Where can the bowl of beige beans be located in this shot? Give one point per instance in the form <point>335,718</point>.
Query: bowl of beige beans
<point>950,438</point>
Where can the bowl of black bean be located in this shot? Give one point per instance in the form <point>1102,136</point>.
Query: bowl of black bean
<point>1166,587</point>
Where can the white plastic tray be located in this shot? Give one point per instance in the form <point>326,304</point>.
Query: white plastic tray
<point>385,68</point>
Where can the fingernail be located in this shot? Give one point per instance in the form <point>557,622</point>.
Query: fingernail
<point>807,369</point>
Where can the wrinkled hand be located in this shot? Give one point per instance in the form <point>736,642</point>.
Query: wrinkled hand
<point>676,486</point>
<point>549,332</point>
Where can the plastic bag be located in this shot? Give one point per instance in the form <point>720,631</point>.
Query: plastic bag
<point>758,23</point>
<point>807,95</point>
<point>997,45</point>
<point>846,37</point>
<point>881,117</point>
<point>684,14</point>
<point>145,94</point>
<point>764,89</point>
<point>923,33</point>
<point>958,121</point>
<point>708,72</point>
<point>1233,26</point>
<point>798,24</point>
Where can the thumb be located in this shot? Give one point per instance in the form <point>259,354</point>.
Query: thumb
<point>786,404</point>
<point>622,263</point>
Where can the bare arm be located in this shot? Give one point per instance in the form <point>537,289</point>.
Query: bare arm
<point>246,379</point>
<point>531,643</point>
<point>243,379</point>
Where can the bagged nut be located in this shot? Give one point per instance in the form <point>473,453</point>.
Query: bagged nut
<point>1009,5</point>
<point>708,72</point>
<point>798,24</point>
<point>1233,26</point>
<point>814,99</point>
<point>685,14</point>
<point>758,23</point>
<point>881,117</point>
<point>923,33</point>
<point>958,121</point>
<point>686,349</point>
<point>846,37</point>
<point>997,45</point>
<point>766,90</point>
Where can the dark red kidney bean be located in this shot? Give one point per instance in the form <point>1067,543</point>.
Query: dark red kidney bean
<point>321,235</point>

* * *

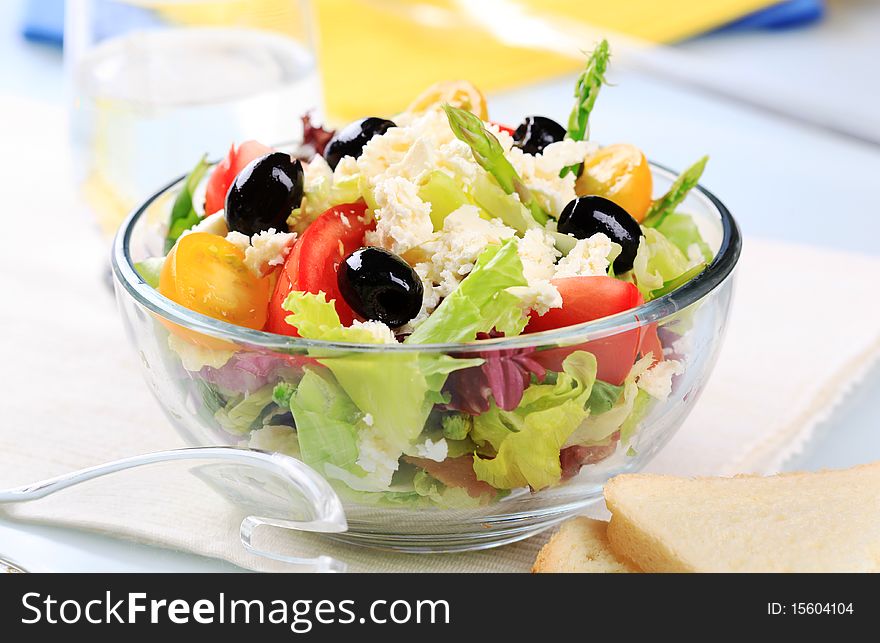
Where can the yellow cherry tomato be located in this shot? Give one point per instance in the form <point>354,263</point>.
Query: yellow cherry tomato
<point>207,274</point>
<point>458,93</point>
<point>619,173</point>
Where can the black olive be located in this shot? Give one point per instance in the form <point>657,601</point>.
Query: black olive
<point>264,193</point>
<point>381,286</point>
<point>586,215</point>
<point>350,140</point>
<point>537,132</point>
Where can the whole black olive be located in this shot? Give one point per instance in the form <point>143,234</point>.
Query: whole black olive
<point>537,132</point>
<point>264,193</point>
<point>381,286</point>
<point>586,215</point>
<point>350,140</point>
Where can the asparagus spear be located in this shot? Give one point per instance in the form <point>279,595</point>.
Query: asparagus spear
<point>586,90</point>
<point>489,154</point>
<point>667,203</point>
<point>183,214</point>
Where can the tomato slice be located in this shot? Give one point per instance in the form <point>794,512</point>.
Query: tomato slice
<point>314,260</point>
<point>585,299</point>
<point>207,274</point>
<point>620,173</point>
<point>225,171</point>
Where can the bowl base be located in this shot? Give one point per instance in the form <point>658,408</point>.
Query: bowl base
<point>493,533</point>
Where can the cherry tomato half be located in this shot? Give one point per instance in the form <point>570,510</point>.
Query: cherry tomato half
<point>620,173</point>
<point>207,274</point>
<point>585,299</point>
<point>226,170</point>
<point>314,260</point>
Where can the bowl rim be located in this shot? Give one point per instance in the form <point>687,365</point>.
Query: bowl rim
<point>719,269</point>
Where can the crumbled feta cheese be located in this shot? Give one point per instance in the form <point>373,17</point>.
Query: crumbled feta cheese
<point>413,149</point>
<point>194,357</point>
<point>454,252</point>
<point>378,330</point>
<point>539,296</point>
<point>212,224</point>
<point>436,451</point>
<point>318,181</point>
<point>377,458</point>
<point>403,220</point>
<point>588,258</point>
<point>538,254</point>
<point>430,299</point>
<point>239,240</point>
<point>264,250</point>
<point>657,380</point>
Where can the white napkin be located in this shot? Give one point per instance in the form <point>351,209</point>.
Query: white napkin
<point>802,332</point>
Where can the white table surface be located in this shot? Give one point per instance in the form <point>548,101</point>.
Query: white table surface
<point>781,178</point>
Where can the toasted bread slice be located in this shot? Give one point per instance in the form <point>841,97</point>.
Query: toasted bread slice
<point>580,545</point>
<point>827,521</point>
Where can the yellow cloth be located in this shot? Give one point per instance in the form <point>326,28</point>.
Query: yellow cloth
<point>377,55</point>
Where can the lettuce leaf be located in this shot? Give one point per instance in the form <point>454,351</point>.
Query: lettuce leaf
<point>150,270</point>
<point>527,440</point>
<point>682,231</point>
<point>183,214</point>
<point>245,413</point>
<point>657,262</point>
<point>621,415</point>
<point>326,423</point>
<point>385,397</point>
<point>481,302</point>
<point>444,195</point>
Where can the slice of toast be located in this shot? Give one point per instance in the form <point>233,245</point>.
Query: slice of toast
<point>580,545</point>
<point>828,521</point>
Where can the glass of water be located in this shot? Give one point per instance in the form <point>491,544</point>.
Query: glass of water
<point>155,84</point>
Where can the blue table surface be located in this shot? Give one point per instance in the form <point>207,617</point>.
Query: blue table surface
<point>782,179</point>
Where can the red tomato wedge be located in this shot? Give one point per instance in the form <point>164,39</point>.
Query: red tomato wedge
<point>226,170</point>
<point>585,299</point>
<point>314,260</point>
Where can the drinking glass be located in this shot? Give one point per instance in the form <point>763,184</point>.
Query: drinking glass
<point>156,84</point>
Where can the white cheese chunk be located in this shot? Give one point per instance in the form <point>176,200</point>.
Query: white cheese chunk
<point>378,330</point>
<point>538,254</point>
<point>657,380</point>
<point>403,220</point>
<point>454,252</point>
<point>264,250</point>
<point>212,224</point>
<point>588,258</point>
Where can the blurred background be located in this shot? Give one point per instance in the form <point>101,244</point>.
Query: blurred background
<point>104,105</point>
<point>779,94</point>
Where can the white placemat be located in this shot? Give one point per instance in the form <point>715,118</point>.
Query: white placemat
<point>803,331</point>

==

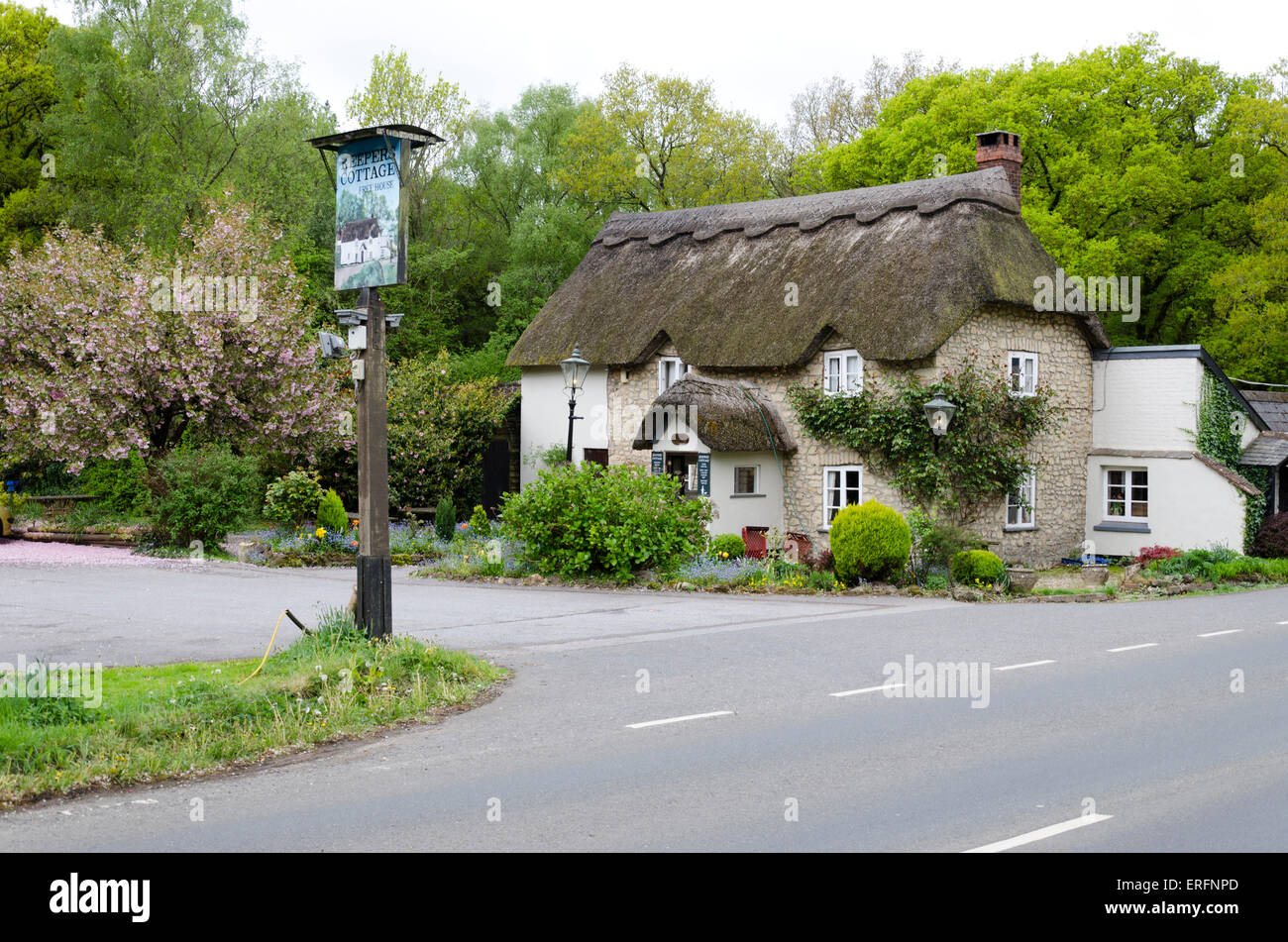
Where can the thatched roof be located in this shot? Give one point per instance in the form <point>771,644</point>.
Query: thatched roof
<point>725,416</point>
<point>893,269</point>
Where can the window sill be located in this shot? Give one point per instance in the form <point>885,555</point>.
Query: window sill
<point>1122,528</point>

= WHAT THIS TASK INVOLVES =
Using the data above, reproduce exactly the lines between those holding "Where can the bare" and "Where can the bagged", inclusive, and no others.

= SOLUTION =
Where can the bare arm be located in this shot? Give one point per instance in the form <point>537,289</point>.
Query: bare arm
<point>246,379</point>
<point>531,643</point>
<point>243,379</point>
Where can the bagged nut be located in this shot? Give one point per instance in the form <point>473,453</point>.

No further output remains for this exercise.